> _WHAT THE EXERCISE ASKS_
Could you copy out the entries below with "dirt" replaced by "soil" wherever it occurs, leaving every other character unchanged?

> _TASK INPUTS_
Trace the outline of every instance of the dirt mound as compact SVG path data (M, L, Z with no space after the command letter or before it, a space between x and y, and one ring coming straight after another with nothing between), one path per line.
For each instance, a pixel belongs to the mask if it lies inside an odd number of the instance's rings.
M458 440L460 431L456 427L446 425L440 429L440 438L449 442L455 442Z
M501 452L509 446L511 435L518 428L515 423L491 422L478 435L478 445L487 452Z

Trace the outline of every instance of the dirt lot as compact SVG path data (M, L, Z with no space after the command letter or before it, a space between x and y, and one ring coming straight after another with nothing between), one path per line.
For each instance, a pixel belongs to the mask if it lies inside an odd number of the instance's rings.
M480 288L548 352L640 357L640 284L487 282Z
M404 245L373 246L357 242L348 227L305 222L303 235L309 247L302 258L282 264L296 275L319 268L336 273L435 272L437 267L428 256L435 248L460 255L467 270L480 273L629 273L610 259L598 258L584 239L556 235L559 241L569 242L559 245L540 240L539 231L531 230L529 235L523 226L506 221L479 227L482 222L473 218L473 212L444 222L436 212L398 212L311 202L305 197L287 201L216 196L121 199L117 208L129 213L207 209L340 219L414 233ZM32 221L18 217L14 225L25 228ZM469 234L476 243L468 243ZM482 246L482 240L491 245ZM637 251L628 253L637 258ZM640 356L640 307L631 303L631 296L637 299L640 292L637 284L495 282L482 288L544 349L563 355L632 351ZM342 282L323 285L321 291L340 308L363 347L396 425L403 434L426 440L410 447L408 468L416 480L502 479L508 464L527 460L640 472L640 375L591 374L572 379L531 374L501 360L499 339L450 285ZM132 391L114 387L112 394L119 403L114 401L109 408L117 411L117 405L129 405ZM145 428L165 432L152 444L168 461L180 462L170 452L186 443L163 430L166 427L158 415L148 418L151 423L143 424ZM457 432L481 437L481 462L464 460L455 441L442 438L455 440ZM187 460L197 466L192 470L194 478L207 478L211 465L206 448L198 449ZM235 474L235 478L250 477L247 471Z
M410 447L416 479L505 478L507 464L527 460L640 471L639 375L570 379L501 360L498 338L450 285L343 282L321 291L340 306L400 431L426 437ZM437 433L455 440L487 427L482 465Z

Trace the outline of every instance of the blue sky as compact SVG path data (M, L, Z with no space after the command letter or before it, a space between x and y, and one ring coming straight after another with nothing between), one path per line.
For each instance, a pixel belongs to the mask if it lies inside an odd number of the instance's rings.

> _CORRECT ANSWER_
Trace the outline of every instance of the soil mound as compact SVG path data (M, L, Z with no space after the command letter or before it, a space between x and y, and one ring coming straight after another with nothing between), one path per line.
For each instance, a pixel belongs to the mask if it lies inside an odd number of the instance's rings.
M458 440L460 431L456 427L446 425L440 429L440 438L449 442L455 442Z
M501 452L509 446L511 435L518 428L515 423L491 422L478 435L478 445L487 452Z

Trace the outline of every instance of the soil lot as compact SVG path data (M, L, Z with no space after the command letter or before it, a space between x and y, and one ring coming straight after another with nothing between), one path per line.
For each instance, a pixel belongs to the mask if it lies inside an odd number of the instance's rings.
M480 288L548 352L640 357L640 284L487 282Z
M404 245L373 246L357 242L348 227L305 222L303 235L309 247L302 258L282 264L296 275L319 268L336 273L435 272L437 267L428 256L435 248L460 255L467 270L480 273L629 273L610 259L598 258L584 239L556 235L559 241L569 242L559 245L540 240L539 231L531 230L529 235L523 226L506 221L479 227L482 222L473 218L473 212L444 222L436 212L398 212L311 202L305 197L287 201L216 196L121 199L117 208L129 213L207 209L340 219L414 233ZM32 221L18 217L14 225L25 228ZM469 234L476 243L468 243ZM482 246L482 240L491 245ZM637 251L628 253L637 258ZM640 356L640 307L631 303L631 296L637 299L640 292L637 284L495 282L482 288L544 349L563 355L632 351ZM342 282L323 285L321 291L340 308L363 347L396 425L403 434L426 440L410 447L408 468L416 480L502 479L508 464L527 460L640 472L640 375L591 374L572 379L531 374L501 360L499 339L450 285ZM132 391L114 387L112 394L119 403L114 401L109 408L117 411L117 405L129 405ZM145 428L165 432L152 444L168 461L180 462L170 452L186 443L163 430L166 427L158 415L148 418L151 423L143 424ZM457 432L481 437L481 462L464 460L455 441L442 438L455 440ZM187 460L197 466L192 470L194 478L207 478L211 465L206 448L198 449ZM235 474L235 478L250 477L247 471Z
M410 447L416 479L505 478L507 464L527 460L640 471L639 375L570 379L501 360L498 338L450 285L343 282L321 291L340 306L400 431L426 437ZM437 433L455 440L487 427L482 465Z

Trace the outline of every instance of the blue sky as compact SVG path data (M, L, Z with no space after the command letter or before it, a space between x and y, and one ring coming straight after another with nothing between), one path per line.
For each instance, a pixel belongs to the mask if it lies inside an odd number of the instance's rings.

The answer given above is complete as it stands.